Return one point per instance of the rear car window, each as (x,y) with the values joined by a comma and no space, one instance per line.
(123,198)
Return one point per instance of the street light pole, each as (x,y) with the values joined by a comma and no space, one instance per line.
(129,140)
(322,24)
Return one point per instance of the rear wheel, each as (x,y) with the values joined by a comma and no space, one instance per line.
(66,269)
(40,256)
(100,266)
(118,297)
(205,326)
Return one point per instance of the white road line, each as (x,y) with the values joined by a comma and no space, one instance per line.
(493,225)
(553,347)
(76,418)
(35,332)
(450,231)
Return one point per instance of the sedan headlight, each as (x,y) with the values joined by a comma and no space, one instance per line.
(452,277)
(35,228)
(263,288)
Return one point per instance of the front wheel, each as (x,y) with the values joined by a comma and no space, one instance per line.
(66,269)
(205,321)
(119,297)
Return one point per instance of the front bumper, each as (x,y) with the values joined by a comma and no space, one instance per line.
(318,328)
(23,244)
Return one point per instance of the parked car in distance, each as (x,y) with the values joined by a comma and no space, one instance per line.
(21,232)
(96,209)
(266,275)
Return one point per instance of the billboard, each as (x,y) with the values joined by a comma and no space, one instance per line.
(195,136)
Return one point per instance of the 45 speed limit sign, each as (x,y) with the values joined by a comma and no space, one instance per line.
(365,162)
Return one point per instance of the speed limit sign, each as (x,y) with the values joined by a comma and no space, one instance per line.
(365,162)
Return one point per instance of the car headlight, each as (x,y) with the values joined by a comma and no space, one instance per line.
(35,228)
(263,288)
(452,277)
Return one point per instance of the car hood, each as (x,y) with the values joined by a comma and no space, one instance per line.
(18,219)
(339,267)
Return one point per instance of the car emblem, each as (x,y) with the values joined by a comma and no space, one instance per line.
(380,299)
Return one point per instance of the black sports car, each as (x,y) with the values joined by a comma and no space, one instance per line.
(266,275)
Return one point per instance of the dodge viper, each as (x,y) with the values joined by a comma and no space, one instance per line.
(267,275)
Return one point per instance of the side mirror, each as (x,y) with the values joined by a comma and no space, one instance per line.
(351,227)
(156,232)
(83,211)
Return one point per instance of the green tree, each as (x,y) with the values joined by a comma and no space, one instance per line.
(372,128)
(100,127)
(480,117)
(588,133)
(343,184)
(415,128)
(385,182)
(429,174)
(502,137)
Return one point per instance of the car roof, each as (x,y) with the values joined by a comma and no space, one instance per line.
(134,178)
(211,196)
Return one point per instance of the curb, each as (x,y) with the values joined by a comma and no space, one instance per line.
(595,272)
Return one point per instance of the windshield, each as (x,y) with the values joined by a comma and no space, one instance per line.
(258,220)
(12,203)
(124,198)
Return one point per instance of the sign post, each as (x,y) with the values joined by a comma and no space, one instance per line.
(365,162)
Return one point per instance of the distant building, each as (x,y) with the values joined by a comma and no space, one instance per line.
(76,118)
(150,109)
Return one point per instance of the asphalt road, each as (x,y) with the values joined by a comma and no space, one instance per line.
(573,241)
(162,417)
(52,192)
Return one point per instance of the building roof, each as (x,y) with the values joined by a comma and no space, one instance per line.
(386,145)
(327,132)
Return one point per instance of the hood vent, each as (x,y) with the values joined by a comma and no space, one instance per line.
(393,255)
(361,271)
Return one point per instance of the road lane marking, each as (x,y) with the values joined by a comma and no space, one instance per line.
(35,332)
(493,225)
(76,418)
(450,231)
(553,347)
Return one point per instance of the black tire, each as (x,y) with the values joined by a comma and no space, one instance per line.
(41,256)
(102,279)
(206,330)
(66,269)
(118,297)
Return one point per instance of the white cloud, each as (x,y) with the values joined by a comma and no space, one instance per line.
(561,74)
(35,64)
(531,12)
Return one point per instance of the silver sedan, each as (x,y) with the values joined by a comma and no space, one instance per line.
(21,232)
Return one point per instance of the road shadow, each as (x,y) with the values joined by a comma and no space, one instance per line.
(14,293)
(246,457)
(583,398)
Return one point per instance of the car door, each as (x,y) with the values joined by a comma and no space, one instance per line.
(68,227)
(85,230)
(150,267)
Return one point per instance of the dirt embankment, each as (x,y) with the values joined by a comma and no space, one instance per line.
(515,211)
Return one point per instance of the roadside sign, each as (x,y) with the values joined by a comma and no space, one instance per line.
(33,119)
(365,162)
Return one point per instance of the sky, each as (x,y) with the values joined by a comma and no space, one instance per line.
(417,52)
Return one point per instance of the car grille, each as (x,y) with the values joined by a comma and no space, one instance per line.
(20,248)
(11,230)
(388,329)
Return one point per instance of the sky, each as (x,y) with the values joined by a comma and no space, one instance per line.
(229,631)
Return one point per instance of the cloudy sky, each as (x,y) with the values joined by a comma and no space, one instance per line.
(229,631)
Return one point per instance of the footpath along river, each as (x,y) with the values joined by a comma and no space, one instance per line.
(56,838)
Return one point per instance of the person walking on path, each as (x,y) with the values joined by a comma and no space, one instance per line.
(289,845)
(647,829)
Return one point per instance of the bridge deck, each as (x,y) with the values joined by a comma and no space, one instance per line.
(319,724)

··········

### INSTRUCTIONS TO FOLLOW:
Reproduce the material above. Do not change a word.

### OUTPUT FOR THIS TASK:
Return one point per instance of the rear car window, each as (x,y) with the values joined by a comma and no space, one instance per line.
(123,198)
Return one point per instance of the street light pole, each as (x,y) with the values joined by a comma and no space, one instance per line.
(129,140)
(322,24)
Return one point per instance of the rear wheel, each as (x,y) with the values joined by a comma and no space, one instance per line.
(66,269)
(40,256)
(100,266)
(118,297)
(205,326)
Return one point per instance of the white road line, each as (x,y) with the values joined by a comma and no space, one instance per line.
(493,225)
(553,347)
(76,418)
(35,332)
(450,231)
Return one point per instance of the sedan headlight, each as (x,y) with the values joined by a comma and no space, one instance per line.
(452,277)
(35,228)
(263,288)
Return one point per instance of the front wheel, each as (x,y) with the values joined by a comma and no space, one instance per line.
(66,269)
(205,321)
(119,297)
Return one point per instance of the front bumper, each as (x,y) with the values joined by a comma and no space, one instance per line.
(318,328)
(23,244)
Return one point per instance of the parked car in distance, each as (x,y) with the values joined by a comma and no space, one instance per line.
(21,232)
(96,209)
(266,275)
Return one point per instance of the billboard, each as (x,y) with the values joined by a comma and no space, one instance per line.
(195,136)
Return one point per instance of the 45 speed limit sign, each as (x,y) with the values joined by a comma and no space, one instance per line.
(365,162)
Return one point per instance of the speed limit sign, each as (x,y) with the values joined by a comma and no space, one instance per line.
(365,162)
Return one point per instance of the car headlight, each as (x,y) with the values joined by a comma and no space, one instance per line.
(35,228)
(263,288)
(452,277)
Return one point per instance of the car hood, each as (x,y) with the values joined by a comma and no space, one instance per line.
(18,219)
(339,267)
Return one point per instance of the car emblem, each as (x,y) with the values joined by a comma and no space, one instance per line.
(380,299)
Return one point per instance of the black sports car, each as (x,y) with the values joined by a comma and no space, one instance per line.
(266,275)
Return one point per instance of the dodge viper, each as (x,y) with the values joined by a comma and no space, one instance per line.
(267,275)
Return one point per instance of the side mirror, each as (x,y) with the values joined by a comma and no space, one instance per line.
(351,227)
(156,232)
(83,211)
Return one point per instance of the green tree, each as (x,y) with the values joined by a comma and no space, one instance per line.
(372,128)
(100,127)
(480,117)
(588,133)
(343,184)
(415,128)
(385,182)
(429,174)
(502,137)
Return one point per instance of the car roof, each as (x,y) with the values joined by a comma and no space, one instance per line.
(134,178)
(211,196)
Return one point per instance of the curb, each as (x,y) with the values joined by a comma and no space, one instance per line.
(595,272)
Return one point per instance of the windshield, each as (x,y) with the values joined by a comma and no space, one instance per line.
(258,220)
(12,203)
(124,198)
Return one point per instance of the sign post, each as (x,y) with the values joined by a comma and no space, one instance per line.
(365,162)
Return one point per instance of the distant building, each as (x,y) with the values joined by a comma and no space, one instance per line.
(76,118)
(150,109)
Return one point per instance of the asphalt road, each as (x,y) with the values joined by a comma and no space, one instance per line.
(573,241)
(162,417)
(52,192)
Return one point per instance of the building roof, each as (x,y) with the values joined by a comma and no space, one instance per line.
(386,145)
(327,132)
Return one point per instance of the hood vent, each as (x,y) with the values joined by a comma and no space, one instance per line.
(393,255)
(361,271)
Return one point per instance of the road lane marking, each as (x,y) with the values joined by a comma and no space, one instance per line.
(35,332)
(493,225)
(76,418)
(450,231)
(553,347)
Return one point per instance of the black tire, each as (x,y) with the values joined by a comma and no space, one instance per line.
(41,256)
(102,279)
(206,330)
(66,269)
(118,297)
Return one point per instance of the white cloud, each as (x,y) with the values joined by a comma and no space, one instance per line.
(561,74)
(35,64)
(531,12)
Return one point per instance of the silver sedan, each as (x,y) with the values joined by a comma and no space, one instance per line.
(21,232)
Return one point per instance of the road shadow, each as (x,y) with the values joined by a comma and no space, one instance per line.
(14,293)
(246,457)
(583,398)
Return one point per instance of the car door, each as (x,y) with the values joined by a comma and no space, one instance per line.
(68,227)
(85,230)
(150,267)
Return one point per instance of the dirt embankment, each as (x,y) with the values joined by a comma and no space, one instance per line.
(515,211)
Return one point per instance of the roadside sign, each as (x,y) with the values joined by a comma and no space, one instance per line.
(33,119)
(365,162)
Return one point per instance of the sky, each as (x,y) with the values joined by a comma and no space, one instance per line.
(417,52)
Return one point per instance of the car grille, each as (x,y) with the values joined by a comma and no space, one instance per line.
(20,248)
(11,230)
(388,329)
Return one point per instance of the sky, each as (x,y) with the values joined by a comma and no space, one instance per line.
(229,631)
Return one point per instance of the cloudy sky, each as (x,y) with the values joined by a comma and no space, one instance per line.
(229,631)
Return one point per instance of the footpath along river, each as (x,y) with the values joined by a comma and no space, one instance per line.
(56,838)
Return one point per instance of the person walking on path, each as (x,y) with the values joined by a comma and no space, one instance per line.
(289,845)
(647,829)
Return one point per instance of the bridge deck, each as (x,y) with the values joined by a comma and no space, one instance per line.
(319,724)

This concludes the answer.